● **SOURCE DATA**:

>>

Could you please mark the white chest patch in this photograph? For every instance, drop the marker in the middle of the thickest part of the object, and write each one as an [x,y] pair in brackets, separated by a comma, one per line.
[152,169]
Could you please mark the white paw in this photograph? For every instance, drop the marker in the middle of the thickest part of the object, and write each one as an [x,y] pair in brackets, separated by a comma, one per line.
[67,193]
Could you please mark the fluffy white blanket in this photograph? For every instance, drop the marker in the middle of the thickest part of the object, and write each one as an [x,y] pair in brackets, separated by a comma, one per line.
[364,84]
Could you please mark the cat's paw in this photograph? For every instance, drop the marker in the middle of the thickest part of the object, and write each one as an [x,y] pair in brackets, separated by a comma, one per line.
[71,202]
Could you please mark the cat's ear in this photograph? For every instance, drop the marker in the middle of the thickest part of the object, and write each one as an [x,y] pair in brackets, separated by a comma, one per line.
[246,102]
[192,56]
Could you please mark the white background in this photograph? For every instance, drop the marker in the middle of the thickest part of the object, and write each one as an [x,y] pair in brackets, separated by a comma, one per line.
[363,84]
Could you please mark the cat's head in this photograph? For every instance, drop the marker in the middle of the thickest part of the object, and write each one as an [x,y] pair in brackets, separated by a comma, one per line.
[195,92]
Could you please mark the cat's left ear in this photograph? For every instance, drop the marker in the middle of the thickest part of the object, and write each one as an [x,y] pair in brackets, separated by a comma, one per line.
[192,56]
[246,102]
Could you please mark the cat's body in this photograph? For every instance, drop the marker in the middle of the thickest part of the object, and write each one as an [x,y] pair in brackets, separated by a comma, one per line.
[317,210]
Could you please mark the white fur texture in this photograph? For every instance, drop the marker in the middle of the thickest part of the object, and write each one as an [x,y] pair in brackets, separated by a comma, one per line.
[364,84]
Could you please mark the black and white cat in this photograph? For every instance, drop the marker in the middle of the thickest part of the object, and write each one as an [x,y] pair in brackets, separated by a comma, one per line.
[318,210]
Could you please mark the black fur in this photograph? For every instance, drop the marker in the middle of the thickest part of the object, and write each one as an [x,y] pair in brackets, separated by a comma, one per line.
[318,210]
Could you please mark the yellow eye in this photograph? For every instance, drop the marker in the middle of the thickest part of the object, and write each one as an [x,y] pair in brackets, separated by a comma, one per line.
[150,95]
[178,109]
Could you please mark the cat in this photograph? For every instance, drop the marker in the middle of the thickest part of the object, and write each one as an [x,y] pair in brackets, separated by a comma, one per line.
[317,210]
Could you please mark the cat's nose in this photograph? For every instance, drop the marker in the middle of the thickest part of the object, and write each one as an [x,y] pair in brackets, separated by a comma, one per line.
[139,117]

<<

● **EXERCISE INSTRUCTIONS**: Copy out all of the items above, changing "thickest part" to "widest part" everywhere it occurs and keeping every other word as it is.

● **SOLUTION TO THIS PROBLEM**:
Could you please mark the white chest patch in this photograph? For every instance, drop the marker in the middle of the widest part of the object, and write each one as an [x,y] pair in brackets, separated by a comma, one per line.
[152,169]
Could you please mark the white paw in this photograph? For every instance, drop the marker in the middle of the widest part of the object, and write each one as an [x,y] pair in brackets, separated by a comma, one per line.
[67,193]
Could you please mark the fluffy white blanket in this photograph? For every instance, drop the marker in the middle of the widest part of the object, and write each one as an [x,y] pair in brackets, separated by a comma, one per line.
[364,84]
Could you please mark the cat's paw in this photograph? For every instance, drop the marker in the middle of the widest part of the object, and write each one as an [x,y] pair in brackets, separated by a comma, one per line.
[71,202]
Could you please mark the cat's ear in this photograph? For every instance, drop the marker in the middle of the widest part of the object, and write each one as an [x,y] pair in brackets, separated by a comma, one per line.
[246,102]
[192,56]
Could you please mark the white background in this photograph? For every instance, drop the marker in the middle of the widest part of the object, and write each one as an [x,y] pair in brackets, separated by a comma, one per line.
[363,84]
Could you please mark the cat's head in this photograph? For every instance, drop the marker in the middle of the widest part of the object, and write each one as an [x,y] pair in brackets, separated by a comma, one per line.
[195,92]
Could you please mark the cat's left ear in this photograph? For every instance, drop the marker in the middle of the widest part of the object, and write each one as an [x,y] pair in brackets, separated by a comma, one per line.
[192,56]
[246,102]
Could you please mark the cat's body in this photograph? For every instance, drop the marker in the middle of the widest part of the object, and write each one as an [x,y] pair in brackets, separated by a comma, one per line.
[317,210]
Could you please mark the white fur texture in this photograph? For every instance, drop the marker in the middle of the widest part of the object, and write each one as an [x,y] pair in brackets, separated by a comma, one per line.
[364,84]
Could you please mark the black and white cat in this photograph? For every instance, drop the marker in the middle of the widest part of the object, and write each one as an [x,y] pair in brackets, separated by a comma, one per line.
[318,210]
Could you please mark the black fur in this photograph? For every instance, drop the marker in the middle of the widest part of the object, and write each one as an [x,y] pair in brackets, separated by a comma, one per line.
[318,210]
Could you please mark the yellow eye in this photograph? For every instance, drop the marker in the middle of the widest part of the object, and write each one as an [x,y] pair in brackets, separated by a comma, one per line.
[150,95]
[178,109]
Could you please mark the cat in this photograph? For every instance, drop the marker in the middle of the widest part of the object, and write each one as an [x,y] pair in brackets, separated by a comma, one per line.
[317,210]
Could you please mark the cat's nose in this photograph? For every instance, drop the marker in the middle of the widest part of the object, and write each one as an [x,y] pair in brackets, separated by a comma, one per line.
[139,117]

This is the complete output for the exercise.